It’s a gutsy way of working, and helps explain — along with their history of low-budget indie films before “The OA” — why they’re so matter-of-fact about achieving their visions practically. (The pair spent their days off shot-listing, Marling says, because “it’s about figuring out the way of writing the scene in moving image with the fewest moving images necessary to capture it.”) I remark that they’ve likely had to shift, a little, to bring the spirit of the Rollerblading camera operator into the Walt Disney Co., which owns FX. “And they have to learn the inverse too,” Batmanglij says. “And they want to.”
Landgraf certainly seems to: Lamenting the increasingly fractured attention span of television viewers and makers, he describes his work with Marling and Batmanglij as “an antidote to the way I experience media today.” As to whether more “Murder” might be ahead, he notes, “I can only invest in things not only if they’re good, but if they yield some return for the company that I work for. But would I be interested in doing another show with Brit and Zal? Unequivocally yes.” (To my joking suggestion that Darby Hart function a bit like “Columbo” and keep coming back, Landgraf provides a characteristically thought-through response: “We’ve talked at length about the arc of Darby’s life, whether or not audiences ever get to see it,” he says, “and it would be interesting — if you were to move forward, it wouldn’t be a Columbo-like thing. It would always be a pivotal moment in her life.”)
There’s another double dynamic at play here: “A Murder at the End of the World,” for a work that’s divided between two directors, has a remarkable consistency of tone. One sensibility seems to melt into the other. I ask Marling and Batmanglij how they’ve achieved such a harmony.
“It’s easy to answer, and I want to hear you go first,” Batmanglij says.
“I don’t want it to change what you would say,” Marling says.
“I was just going to say that the third point of objectivity is the story,” Batmanglij says.
“Yes! I was going to say the same thing!” Marling says.
“You say it, then.”
“The story is the queen — and we’re in service to the story,” Marling says. “I think that when we come up with stories together, the story will tell you what it needs to best be itself.”

Entries taken from a collection:

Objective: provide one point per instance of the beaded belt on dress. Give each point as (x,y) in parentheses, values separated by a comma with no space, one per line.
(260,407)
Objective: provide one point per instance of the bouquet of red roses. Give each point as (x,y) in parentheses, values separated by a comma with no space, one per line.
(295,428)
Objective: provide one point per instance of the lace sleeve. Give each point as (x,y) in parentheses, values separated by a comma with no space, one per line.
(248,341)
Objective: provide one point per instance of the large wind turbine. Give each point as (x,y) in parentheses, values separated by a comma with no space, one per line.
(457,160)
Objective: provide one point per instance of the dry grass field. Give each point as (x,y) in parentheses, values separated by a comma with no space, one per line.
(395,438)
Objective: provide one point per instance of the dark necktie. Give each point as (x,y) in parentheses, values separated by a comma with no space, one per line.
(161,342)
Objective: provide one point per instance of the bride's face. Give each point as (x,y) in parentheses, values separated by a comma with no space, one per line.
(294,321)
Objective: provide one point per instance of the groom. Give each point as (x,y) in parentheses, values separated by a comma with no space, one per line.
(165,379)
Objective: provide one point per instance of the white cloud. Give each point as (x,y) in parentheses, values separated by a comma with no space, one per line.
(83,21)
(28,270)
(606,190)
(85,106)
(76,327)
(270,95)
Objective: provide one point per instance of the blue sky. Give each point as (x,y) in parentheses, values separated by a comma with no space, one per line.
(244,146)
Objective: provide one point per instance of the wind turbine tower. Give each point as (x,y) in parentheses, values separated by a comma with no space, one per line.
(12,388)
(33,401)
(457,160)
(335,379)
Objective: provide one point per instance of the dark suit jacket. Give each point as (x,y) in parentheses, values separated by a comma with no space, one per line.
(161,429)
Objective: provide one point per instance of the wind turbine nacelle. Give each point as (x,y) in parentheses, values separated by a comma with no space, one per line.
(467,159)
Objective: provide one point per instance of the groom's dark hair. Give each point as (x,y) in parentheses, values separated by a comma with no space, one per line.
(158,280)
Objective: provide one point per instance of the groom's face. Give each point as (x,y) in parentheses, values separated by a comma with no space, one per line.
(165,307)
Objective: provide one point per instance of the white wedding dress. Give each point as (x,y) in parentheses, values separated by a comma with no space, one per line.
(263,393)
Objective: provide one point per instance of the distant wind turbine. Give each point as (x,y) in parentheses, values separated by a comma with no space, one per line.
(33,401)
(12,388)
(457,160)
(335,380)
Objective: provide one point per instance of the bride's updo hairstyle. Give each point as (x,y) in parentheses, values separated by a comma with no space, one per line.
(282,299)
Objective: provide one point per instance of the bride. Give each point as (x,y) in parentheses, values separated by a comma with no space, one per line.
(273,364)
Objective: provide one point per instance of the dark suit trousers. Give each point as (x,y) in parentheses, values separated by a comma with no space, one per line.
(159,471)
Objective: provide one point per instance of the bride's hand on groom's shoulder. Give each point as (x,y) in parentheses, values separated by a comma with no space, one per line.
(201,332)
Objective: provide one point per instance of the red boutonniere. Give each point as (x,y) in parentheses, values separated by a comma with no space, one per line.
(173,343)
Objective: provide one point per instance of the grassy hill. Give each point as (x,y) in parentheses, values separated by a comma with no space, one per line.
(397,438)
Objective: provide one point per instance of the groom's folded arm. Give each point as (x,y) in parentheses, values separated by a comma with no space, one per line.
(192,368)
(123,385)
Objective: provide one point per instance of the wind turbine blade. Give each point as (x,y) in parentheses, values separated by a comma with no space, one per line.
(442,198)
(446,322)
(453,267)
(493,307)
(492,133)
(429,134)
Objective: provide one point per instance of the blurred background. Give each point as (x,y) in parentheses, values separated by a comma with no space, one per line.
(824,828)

### List of tasks
1) Give the surnames of every person whose spoken words are quoted in the interview excerpt.
2) Put this sentence from the interview excerpt into Spanish: "One sensibility seems to melt into the other."

### Solutions below
1) Marling, Batmanglij, Landgraf

2) Una sensibilidad parece fundirse con la otra.